- Aim of the task: Reproduce each line below with no alterations.

** Opening Extracted information block **

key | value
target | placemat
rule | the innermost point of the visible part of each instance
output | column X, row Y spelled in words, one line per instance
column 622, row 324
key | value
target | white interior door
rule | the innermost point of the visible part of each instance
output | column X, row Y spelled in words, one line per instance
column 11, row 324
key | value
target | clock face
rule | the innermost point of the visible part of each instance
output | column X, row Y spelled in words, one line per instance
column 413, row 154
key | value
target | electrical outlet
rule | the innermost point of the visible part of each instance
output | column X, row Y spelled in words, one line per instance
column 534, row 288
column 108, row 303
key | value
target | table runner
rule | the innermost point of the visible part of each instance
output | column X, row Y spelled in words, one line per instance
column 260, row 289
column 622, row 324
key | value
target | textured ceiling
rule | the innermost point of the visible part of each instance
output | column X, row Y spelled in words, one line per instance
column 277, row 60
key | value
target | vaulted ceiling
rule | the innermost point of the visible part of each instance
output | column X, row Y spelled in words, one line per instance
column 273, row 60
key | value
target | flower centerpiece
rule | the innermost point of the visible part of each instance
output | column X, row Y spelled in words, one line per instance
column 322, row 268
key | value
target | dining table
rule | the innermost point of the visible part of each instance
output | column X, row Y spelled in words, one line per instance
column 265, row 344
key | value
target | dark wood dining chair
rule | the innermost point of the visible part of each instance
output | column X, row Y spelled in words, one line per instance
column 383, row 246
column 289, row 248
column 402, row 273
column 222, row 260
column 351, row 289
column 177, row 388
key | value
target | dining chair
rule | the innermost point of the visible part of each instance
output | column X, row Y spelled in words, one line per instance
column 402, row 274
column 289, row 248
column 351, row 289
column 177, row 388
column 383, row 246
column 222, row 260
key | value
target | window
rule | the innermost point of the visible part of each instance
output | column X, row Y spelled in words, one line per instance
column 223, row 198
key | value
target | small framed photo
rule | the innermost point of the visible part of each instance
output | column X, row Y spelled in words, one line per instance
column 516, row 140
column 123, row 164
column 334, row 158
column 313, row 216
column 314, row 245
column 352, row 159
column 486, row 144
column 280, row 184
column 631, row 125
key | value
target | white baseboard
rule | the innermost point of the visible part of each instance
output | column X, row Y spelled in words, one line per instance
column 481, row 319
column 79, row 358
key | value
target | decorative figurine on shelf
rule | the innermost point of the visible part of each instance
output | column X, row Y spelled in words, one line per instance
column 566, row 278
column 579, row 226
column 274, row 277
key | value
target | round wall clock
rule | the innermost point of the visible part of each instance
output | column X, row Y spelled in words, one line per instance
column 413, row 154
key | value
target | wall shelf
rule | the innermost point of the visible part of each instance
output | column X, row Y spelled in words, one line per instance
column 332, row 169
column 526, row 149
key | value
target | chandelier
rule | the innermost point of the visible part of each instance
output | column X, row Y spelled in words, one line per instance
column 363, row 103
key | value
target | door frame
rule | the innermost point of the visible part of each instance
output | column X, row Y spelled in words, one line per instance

** Closing Extracted information block **

- Output of the task:
key | value
target | placemat
rule | the innermost point of the visible part of each instance
output | column X, row Y spelled in words, one line per instance
column 622, row 324
key | value
target | white interior door
rule | the innermost point of the visible part of each instance
output | column X, row Y spelled in words, one line per instance
column 11, row 324
key | value
target | clock face
rule | the innermost point of the visible part of each instance
output | column X, row Y spelled in words, one line per instance
column 413, row 154
key | value
target | electrical outlet
rule | the innermost point of the visible part of each instance
output | column X, row Y spelled in words, one line per instance
column 534, row 288
column 108, row 303
key | value
target | table runner
rule | the innermost point of the visible part of each instance
output | column X, row Y spelled in words, one line per instance
column 260, row 289
column 622, row 324
key | value
target | textured ceiling
rule | the innermost point of the visible part of each instance
output | column X, row Y spelled in words, one line per instance
column 277, row 60
key | value
target | vaulted ceiling
rule | the innermost point of the visible part of each instance
output | column X, row Y spelled in words, one line per instance
column 273, row 60
key | value
target | flower centerpiece
rule | the innermost point of the visible part of each instance
output | column X, row Y spelled in words, one line per instance
column 322, row 268
key | value
target | dining table
rule | the innermost point of the visible part of each instance
output | column X, row Y spelled in words, one line per instance
column 265, row 344
key | value
target | dark wood dining chair
rule | the innermost point of the visible part of each instance
output | column X, row Y spelled in words, one line per instance
column 383, row 246
column 289, row 248
column 402, row 273
column 222, row 260
column 351, row 289
column 177, row 388
key | value
target | dining chair
rule | the innermost point of the visible part of each instance
output | column X, row Y spelled in words, one line per instance
column 402, row 274
column 289, row 248
column 351, row 289
column 177, row 388
column 383, row 246
column 222, row 260
key | value
target | window
rule | the innermost point of the visible part of each instance
output | column X, row Y spelled in words, one line per instance
column 223, row 198
key | value
target | small framed photo
rule | the innermost point of the visible part of each instance
output | column X, row Y spelled in words, one line per instance
column 516, row 140
column 123, row 164
column 334, row 158
column 313, row 216
column 314, row 245
column 352, row 159
column 486, row 144
column 280, row 184
column 631, row 125
key | value
target | white baseboard
rule | the innermost point of the visible part of each instance
output | column X, row Y spelled in words, one line per instance
column 481, row 319
column 79, row 358
key | value
target | decorative figurine on shelf
rule | the innermost point of the visible part of each instance
output | column X, row Y spelled in words, one line per instance
column 566, row 278
column 579, row 226
column 274, row 277
key | value
target | round wall clock
rule | the innermost point of the visible part of each instance
output | column X, row Y spelled in words, one line per instance
column 413, row 154
key | value
target | wall shelf
rule | the innermost point of the visible part of each instance
output | column X, row Y spelled in words, one line per instance
column 332, row 169
column 526, row 149
key | value
target | chandelier
rule | the innermost point of the visible part of each instance
output | column X, row Y spelled in words, one line per instance
column 363, row 103
key | value
target | door frame
rule | the innermost point of the visible part of each instance
output | column X, row Y spelled in words, one line per instance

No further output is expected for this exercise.